Provided records -
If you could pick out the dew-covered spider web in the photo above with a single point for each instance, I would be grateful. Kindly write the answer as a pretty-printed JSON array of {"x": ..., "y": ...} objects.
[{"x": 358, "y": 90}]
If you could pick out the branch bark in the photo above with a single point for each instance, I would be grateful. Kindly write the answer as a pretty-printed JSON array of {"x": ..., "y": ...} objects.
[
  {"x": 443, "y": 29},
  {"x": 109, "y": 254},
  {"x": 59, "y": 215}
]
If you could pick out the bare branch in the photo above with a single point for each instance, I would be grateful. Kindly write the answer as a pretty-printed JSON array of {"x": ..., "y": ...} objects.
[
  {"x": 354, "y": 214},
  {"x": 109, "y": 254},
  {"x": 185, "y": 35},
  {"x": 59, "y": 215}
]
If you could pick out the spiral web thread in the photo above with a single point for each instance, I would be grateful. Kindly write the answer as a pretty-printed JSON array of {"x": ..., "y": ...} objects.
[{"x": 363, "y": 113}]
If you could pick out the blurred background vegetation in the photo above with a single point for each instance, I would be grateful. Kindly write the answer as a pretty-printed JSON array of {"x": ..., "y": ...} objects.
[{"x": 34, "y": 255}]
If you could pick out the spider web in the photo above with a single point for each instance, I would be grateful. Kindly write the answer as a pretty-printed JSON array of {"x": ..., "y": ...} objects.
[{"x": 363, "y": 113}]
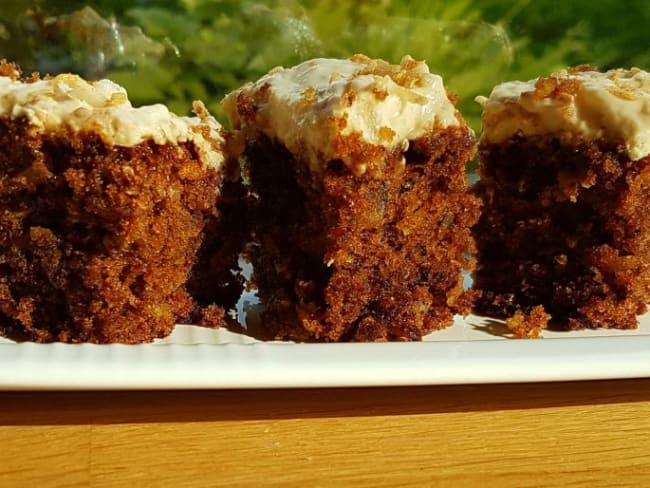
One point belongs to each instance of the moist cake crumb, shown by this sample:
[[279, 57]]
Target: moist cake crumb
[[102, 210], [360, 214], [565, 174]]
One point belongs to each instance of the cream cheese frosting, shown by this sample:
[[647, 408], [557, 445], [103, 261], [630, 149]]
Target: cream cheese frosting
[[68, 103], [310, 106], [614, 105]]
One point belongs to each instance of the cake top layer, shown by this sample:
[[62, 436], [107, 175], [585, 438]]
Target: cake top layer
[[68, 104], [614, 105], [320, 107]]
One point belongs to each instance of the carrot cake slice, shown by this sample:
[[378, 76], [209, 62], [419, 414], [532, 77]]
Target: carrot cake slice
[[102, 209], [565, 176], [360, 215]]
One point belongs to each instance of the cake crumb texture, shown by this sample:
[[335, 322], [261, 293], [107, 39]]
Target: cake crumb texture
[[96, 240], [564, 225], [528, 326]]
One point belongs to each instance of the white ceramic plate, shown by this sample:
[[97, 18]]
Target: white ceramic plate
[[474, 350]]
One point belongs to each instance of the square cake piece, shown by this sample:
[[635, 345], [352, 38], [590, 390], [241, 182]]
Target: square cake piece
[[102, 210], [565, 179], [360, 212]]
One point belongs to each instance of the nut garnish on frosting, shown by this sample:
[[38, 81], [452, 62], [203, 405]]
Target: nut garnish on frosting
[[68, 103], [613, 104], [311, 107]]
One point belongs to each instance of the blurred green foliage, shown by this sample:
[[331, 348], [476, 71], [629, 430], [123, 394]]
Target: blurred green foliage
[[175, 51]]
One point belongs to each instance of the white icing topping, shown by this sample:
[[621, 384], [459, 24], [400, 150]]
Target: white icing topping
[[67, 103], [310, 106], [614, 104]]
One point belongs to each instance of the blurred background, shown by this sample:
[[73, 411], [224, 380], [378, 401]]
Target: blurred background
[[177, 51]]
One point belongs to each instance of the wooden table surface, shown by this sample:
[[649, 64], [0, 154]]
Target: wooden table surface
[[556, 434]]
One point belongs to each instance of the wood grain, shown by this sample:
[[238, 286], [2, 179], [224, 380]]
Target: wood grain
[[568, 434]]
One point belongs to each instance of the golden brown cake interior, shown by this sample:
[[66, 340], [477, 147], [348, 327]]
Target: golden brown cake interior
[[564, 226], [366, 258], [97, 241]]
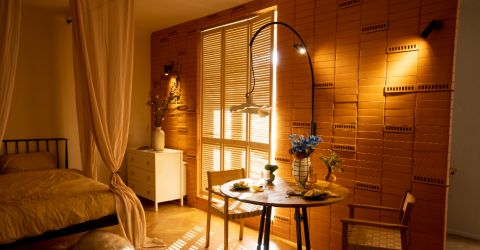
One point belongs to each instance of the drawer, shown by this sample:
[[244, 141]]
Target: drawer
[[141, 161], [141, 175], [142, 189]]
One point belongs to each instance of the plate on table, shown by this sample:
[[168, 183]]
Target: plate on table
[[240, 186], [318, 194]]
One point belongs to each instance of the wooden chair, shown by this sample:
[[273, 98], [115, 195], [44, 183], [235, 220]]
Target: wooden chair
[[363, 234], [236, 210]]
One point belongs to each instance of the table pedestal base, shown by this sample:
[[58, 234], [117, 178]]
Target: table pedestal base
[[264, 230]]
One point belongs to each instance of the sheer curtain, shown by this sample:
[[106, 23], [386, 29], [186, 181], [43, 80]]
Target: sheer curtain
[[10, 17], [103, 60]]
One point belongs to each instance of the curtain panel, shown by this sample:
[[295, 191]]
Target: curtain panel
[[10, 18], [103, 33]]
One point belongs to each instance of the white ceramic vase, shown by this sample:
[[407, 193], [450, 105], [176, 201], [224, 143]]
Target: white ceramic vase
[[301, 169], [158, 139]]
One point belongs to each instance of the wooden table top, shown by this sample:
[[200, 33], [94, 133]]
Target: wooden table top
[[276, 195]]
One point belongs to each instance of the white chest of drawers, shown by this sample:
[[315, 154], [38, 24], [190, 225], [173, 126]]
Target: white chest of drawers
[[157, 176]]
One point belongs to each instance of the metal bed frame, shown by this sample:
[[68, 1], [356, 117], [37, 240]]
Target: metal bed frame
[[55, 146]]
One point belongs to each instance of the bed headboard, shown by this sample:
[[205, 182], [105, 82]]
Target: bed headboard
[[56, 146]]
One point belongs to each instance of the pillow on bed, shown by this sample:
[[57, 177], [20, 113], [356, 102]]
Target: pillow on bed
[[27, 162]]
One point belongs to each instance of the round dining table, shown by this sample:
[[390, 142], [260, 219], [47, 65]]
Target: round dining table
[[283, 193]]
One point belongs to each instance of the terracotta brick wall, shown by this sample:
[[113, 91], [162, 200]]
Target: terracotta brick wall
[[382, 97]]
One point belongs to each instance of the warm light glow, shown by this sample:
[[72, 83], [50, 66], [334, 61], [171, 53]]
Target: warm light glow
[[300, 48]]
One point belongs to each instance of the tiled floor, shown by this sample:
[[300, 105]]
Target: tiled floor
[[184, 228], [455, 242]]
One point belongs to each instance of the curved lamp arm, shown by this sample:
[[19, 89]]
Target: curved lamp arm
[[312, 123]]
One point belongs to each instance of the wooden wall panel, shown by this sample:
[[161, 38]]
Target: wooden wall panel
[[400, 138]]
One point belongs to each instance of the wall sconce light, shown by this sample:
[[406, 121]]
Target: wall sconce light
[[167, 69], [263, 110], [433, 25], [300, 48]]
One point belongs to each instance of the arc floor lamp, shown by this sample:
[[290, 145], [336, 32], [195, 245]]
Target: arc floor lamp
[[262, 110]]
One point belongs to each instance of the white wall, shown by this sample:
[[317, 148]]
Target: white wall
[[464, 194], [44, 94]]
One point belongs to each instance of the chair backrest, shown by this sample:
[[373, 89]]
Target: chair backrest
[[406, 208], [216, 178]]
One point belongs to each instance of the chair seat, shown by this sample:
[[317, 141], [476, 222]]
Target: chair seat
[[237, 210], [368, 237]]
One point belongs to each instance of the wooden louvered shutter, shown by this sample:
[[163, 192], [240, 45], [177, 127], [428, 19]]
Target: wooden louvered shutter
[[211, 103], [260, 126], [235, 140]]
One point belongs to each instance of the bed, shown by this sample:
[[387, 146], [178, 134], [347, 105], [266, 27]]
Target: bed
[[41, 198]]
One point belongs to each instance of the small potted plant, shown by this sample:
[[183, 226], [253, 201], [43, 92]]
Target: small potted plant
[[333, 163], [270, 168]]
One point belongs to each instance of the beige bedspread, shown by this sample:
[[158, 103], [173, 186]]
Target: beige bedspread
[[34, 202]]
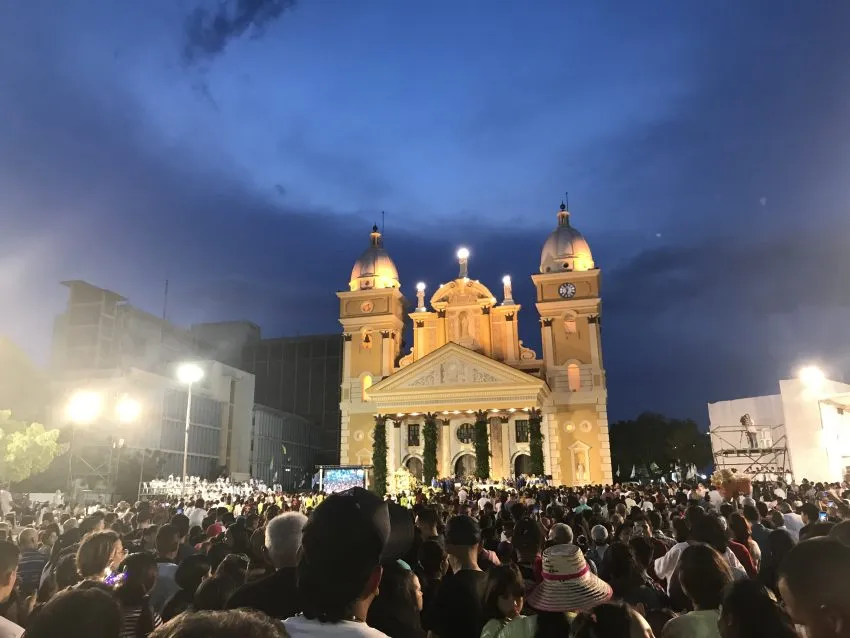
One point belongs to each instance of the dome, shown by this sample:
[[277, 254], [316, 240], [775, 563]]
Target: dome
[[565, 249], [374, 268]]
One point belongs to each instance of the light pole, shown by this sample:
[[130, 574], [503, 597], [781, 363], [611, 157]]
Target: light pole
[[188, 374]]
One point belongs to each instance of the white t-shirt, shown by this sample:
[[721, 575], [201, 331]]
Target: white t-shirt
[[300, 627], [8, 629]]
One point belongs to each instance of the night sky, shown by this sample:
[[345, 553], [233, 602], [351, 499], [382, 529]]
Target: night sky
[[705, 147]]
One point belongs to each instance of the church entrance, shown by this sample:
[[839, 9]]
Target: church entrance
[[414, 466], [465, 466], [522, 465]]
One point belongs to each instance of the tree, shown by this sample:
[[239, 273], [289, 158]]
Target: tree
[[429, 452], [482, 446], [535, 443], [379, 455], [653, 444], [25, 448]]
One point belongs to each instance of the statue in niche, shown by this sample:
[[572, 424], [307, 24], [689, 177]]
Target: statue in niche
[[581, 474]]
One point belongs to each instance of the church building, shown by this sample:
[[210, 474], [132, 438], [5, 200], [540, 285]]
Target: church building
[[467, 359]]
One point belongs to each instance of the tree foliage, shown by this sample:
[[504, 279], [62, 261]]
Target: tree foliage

* * *

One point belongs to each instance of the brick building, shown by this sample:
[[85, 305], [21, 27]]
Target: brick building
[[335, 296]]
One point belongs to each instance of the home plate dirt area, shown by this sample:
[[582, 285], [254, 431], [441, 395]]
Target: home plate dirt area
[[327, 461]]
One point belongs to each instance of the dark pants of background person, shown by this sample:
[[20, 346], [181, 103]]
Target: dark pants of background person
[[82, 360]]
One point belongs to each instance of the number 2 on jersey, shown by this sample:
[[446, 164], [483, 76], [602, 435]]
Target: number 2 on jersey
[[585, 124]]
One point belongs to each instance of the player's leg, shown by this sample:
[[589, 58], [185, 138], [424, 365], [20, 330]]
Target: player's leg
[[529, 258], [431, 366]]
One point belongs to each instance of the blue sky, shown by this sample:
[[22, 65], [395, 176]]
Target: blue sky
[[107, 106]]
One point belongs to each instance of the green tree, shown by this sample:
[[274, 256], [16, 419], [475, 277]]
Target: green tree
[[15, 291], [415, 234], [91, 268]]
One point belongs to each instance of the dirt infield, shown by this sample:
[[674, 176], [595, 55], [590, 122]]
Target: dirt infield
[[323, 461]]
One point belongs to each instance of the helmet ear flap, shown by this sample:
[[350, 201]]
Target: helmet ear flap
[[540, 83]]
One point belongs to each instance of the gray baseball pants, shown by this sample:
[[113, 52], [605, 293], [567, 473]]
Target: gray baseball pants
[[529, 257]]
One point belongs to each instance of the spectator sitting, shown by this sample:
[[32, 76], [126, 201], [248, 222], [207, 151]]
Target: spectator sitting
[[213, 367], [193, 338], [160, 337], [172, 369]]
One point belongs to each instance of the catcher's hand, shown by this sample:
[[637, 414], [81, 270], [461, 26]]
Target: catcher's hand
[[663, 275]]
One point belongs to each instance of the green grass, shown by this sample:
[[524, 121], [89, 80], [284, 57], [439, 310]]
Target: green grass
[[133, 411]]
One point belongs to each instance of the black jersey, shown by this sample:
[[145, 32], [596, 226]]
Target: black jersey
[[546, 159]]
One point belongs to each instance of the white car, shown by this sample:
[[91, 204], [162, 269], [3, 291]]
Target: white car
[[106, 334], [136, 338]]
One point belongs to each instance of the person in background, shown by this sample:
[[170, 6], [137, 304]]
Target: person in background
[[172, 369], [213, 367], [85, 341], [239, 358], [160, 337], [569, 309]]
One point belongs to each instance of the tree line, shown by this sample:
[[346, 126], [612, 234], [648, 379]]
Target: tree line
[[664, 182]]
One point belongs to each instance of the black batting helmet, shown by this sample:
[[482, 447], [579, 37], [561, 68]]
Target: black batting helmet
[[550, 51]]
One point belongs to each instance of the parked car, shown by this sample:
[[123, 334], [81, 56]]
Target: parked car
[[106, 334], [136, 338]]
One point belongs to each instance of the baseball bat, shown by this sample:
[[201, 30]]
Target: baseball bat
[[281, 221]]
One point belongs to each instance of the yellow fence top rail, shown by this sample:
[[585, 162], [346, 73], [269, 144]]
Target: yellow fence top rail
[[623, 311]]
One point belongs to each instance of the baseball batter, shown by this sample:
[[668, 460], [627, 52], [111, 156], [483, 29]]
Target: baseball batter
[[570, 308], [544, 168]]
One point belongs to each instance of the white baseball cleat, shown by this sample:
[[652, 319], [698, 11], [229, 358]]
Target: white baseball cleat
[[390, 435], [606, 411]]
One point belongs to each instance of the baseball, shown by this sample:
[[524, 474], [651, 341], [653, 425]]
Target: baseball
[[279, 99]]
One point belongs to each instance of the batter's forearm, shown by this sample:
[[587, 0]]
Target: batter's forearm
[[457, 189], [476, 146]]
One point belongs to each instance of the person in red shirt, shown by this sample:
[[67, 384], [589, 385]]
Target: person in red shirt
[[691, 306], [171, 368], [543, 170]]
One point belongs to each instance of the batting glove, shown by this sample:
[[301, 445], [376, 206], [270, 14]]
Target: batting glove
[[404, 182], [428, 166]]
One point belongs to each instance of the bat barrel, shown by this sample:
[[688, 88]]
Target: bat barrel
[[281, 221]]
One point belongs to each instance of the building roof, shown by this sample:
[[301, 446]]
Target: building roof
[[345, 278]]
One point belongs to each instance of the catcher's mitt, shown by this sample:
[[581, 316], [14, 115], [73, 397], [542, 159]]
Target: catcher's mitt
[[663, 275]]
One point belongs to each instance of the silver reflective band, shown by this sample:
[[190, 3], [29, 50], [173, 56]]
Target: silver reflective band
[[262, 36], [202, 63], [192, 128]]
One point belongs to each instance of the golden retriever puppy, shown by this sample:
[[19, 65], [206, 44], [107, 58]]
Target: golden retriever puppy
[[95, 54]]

Work required -
Update the rows from the line containing "One point belongs to each instance of the round" up to and including the line containing "[[184, 228], [455, 242]]" by replacing "terracotta" with "red" and leaving everything else unchanged. Reproduce only those lines.

The response -
One point belongs to each instance of the round dining table, shown by this sample:
[[390, 142], [260, 219], [47, 65]]
Target: round dining table
[[283, 193]]
One point belongs to each instance of the red brick wall, shown by this sample:
[[113, 91], [162, 200]]
Target: red brick wall
[[382, 97]]
One point belongs to each instance of the warm light glow, shown by this sample:
[[72, 83], [50, 66], [334, 61], [171, 53]]
Target: warm light glow
[[300, 48]]
One point belongs to each instance of the tiled floor, shown by this sample:
[[300, 105]]
Target: tiled floor
[[184, 228], [455, 242]]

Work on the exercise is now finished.